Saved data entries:
____

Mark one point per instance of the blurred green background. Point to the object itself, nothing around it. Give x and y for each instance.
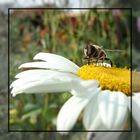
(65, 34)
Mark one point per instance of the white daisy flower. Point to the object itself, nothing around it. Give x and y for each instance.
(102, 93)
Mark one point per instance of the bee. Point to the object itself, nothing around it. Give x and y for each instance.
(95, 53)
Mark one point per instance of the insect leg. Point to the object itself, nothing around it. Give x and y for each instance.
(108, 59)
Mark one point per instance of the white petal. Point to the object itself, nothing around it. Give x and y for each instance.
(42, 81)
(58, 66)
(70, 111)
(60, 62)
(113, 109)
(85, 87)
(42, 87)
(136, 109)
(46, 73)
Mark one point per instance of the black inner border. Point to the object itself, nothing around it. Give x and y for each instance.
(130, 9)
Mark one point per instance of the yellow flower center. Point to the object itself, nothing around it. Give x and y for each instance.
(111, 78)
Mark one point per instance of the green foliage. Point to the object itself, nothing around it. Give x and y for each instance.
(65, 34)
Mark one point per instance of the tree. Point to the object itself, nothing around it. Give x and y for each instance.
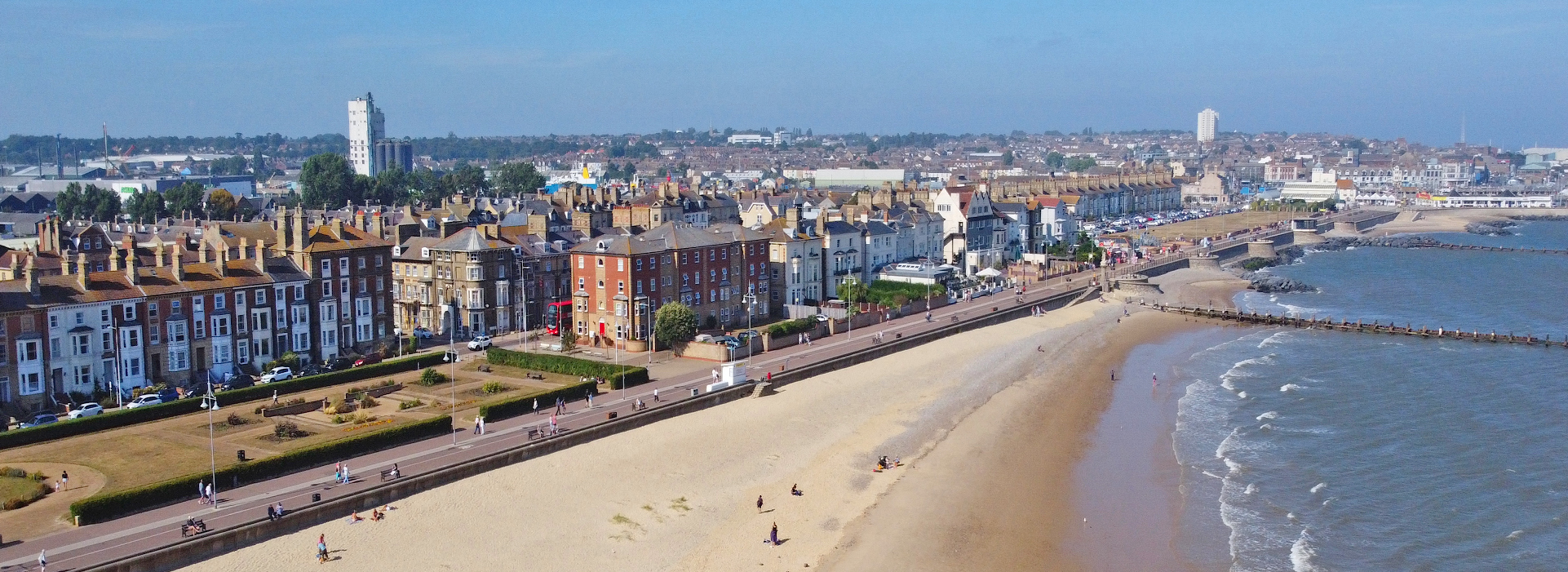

____

The answer must be the lines above from the line that contains "Mark one point per instance of the white petal." to the final line of the data, word for word, with no pictures.

### Task response:
Mark one point per instance of the white petal. Point to the object itself, nothing around it. Give x and y for each instance.
(42, 81)
(58, 66)
(70, 111)
(60, 62)
(113, 109)
(85, 87)
(42, 87)
(136, 109)
(46, 73)
Mark one point per instance of the black inner border. Point to the object itself, nothing around it. Give x and y for each instance.
(130, 9)
Mark one point per instance of the yellow flower center. Point to the object itself, nothing around it. Give x and y for each instance.
(111, 78)
Mark one point per instance of the green foliage. Point to the object itself, nothing around it. Give x and y for each instance.
(65, 34)
Mark one point per instance of the tree. Point to the object itself, nothing around it. Give x and y for each instance.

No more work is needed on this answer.